:: DATA TO PROCESS ::
────────────────
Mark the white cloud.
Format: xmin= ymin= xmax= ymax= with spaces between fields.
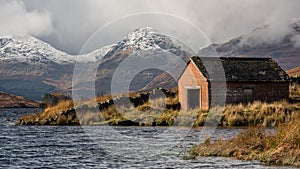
xmin=6 ymin=0 xmax=300 ymax=53
xmin=292 ymin=35 xmax=300 ymax=48
xmin=0 ymin=0 xmax=53 ymax=36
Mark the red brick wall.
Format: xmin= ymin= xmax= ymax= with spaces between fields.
xmin=178 ymin=62 xmax=209 ymax=110
xmin=226 ymin=82 xmax=289 ymax=103
xmin=178 ymin=62 xmax=289 ymax=110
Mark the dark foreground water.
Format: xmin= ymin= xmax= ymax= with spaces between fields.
xmin=0 ymin=109 xmax=291 ymax=169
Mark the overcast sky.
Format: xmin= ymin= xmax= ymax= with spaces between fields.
xmin=0 ymin=0 xmax=300 ymax=54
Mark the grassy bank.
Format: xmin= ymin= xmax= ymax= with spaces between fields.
xmin=17 ymin=100 xmax=300 ymax=127
xmin=190 ymin=118 xmax=300 ymax=167
xmin=17 ymin=84 xmax=300 ymax=127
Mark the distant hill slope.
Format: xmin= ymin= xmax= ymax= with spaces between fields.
xmin=286 ymin=66 xmax=300 ymax=77
xmin=0 ymin=92 xmax=39 ymax=108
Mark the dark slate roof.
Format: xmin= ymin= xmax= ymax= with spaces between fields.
xmin=191 ymin=57 xmax=289 ymax=82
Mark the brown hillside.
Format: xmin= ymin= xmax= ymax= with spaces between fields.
xmin=0 ymin=92 xmax=39 ymax=108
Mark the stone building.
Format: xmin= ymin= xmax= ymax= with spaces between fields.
xmin=178 ymin=57 xmax=289 ymax=110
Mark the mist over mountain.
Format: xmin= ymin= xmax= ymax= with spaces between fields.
xmin=0 ymin=19 xmax=300 ymax=100
xmin=200 ymin=18 xmax=300 ymax=70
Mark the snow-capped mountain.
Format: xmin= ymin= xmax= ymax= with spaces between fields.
xmin=0 ymin=35 xmax=76 ymax=64
xmin=0 ymin=27 xmax=196 ymax=99
xmin=104 ymin=27 xmax=193 ymax=58
xmin=200 ymin=18 xmax=300 ymax=70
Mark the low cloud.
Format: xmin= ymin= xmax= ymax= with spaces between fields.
xmin=0 ymin=0 xmax=53 ymax=36
xmin=292 ymin=35 xmax=300 ymax=48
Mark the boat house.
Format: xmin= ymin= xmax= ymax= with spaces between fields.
xmin=178 ymin=57 xmax=289 ymax=110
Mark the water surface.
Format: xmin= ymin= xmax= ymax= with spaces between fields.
xmin=0 ymin=109 xmax=291 ymax=169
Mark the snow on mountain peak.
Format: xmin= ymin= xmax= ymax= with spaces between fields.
xmin=0 ymin=35 xmax=75 ymax=63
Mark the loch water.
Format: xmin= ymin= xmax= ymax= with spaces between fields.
xmin=0 ymin=109 xmax=292 ymax=169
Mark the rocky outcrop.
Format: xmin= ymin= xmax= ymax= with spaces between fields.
xmin=0 ymin=92 xmax=39 ymax=108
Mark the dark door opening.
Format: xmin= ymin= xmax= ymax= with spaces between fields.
xmin=187 ymin=88 xmax=200 ymax=109
xmin=244 ymin=89 xmax=253 ymax=103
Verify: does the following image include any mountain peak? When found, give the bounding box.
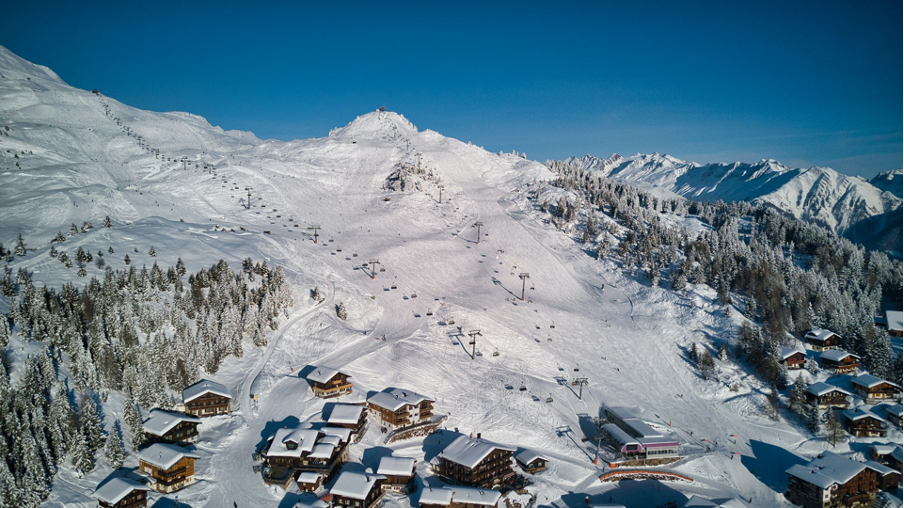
────────────────
:: TASK OBJECTIVE ::
Extract every line of text from the material above, unchanged and in order, leaving out the pictures.

:: COMPLETE OUTPUT ::
Mark the white cloud.
Format: xmin= ymin= xmax= ymax= with spaces between fields.
xmin=6 ymin=0 xmax=300 ymax=53
xmin=292 ymin=35 xmax=300 ymax=48
xmin=0 ymin=0 xmax=53 ymax=36
Mark the red brick wall.
Format: xmin= ymin= xmax= ymax= with spaces between fields.
xmin=178 ymin=62 xmax=209 ymax=110
xmin=226 ymin=82 xmax=289 ymax=103
xmin=178 ymin=62 xmax=289 ymax=110
Mark the dark foreground water.
Format: xmin= ymin= xmax= ymax= with spaces between fields.
xmin=0 ymin=109 xmax=291 ymax=169
Mark the overcast sky.
Format: xmin= ymin= xmax= ymax= with spaces between fields.
xmin=0 ymin=0 xmax=300 ymax=54
Mark the grassy bank.
Format: xmin= ymin= xmax= ymax= with spaces between fields.
xmin=17 ymin=100 xmax=300 ymax=127
xmin=190 ymin=118 xmax=300 ymax=167
xmin=17 ymin=84 xmax=300 ymax=127
Mark the distant hill slope.
Format: xmin= ymin= xmax= ymax= with spaces between fields.
xmin=286 ymin=66 xmax=300 ymax=77
xmin=0 ymin=92 xmax=39 ymax=108
Mark the dark slate roof.
Format: xmin= ymin= xmax= ymax= with spaces between fields.
xmin=191 ymin=57 xmax=289 ymax=82
Mark the brown hillside.
Format: xmin= ymin= xmax= ymax= with spaces between fields.
xmin=0 ymin=92 xmax=39 ymax=108
Mark the stone building.
Format: xmin= ymin= xmax= ymax= with spaces between fields.
xmin=178 ymin=57 xmax=289 ymax=110
Mark the mist over mountain.
Format: xmin= ymin= xmax= ymax= with spaces between fields.
xmin=0 ymin=19 xmax=300 ymax=100
xmin=200 ymin=18 xmax=300 ymax=70
Mark the snow-capped mountain.
Format: xmin= ymin= xmax= ymax= with spaces between fields.
xmin=0 ymin=35 xmax=76 ymax=64
xmin=0 ymin=27 xmax=196 ymax=99
xmin=104 ymin=27 xmax=193 ymax=58
xmin=200 ymin=18 xmax=300 ymax=70
Mark the low cloud.
Format: xmin= ymin= xmax= ymax= with spaces between fields.
xmin=0 ymin=0 xmax=53 ymax=36
xmin=292 ymin=35 xmax=300 ymax=48
Mark the boat house.
Format: xmin= ymin= xmax= ymax= with spaces between fields.
xmin=178 ymin=57 xmax=289 ymax=110
Mark the water surface.
Format: xmin= ymin= xmax= ymax= with spaces between fields.
xmin=0 ymin=109 xmax=291 ymax=169
Mark the snow on mountain peak.
Format: xmin= ymin= xmax= ymax= with spaces between fields.
xmin=0 ymin=35 xmax=75 ymax=63
Mark the loch water.
Format: xmin= ymin= xmax= ymax= with spaces between fields.
xmin=0 ymin=109 xmax=292 ymax=169
Mark the rocky outcrop.
Format: xmin= ymin= xmax= ymax= with spaces between fields.
xmin=0 ymin=92 xmax=39 ymax=108
Mark the dark door opening.
Format: xmin= ymin= xmax= ymax= with spaces between fields.
xmin=187 ymin=88 xmax=200 ymax=109
xmin=244 ymin=89 xmax=253 ymax=103
Verify: does the following image include any mountain peak? When found, give the bounding box.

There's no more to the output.